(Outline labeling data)
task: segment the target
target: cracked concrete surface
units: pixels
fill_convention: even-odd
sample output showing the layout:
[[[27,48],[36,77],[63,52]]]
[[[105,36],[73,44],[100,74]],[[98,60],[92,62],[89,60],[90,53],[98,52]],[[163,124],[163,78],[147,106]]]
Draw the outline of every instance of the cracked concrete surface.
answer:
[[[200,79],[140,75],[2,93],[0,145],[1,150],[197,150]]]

▶ _What needs to be done_
Copy these lines verbatim.

▶ _Complete answer_
task: segment the target
target: cracked concrete surface
units: pixels
fill_convention: even-odd
sample output showing the layout:
[[[27,48],[36,77],[63,52]]]
[[[105,36],[73,44],[100,74]],[[98,60],[92,62],[89,60],[90,53],[98,52]],[[163,124],[163,78],[147,106]]]
Draw the outline of every instance of the cracked concrete surface.
answer:
[[[200,79],[140,75],[2,93],[0,145],[1,150],[197,150]]]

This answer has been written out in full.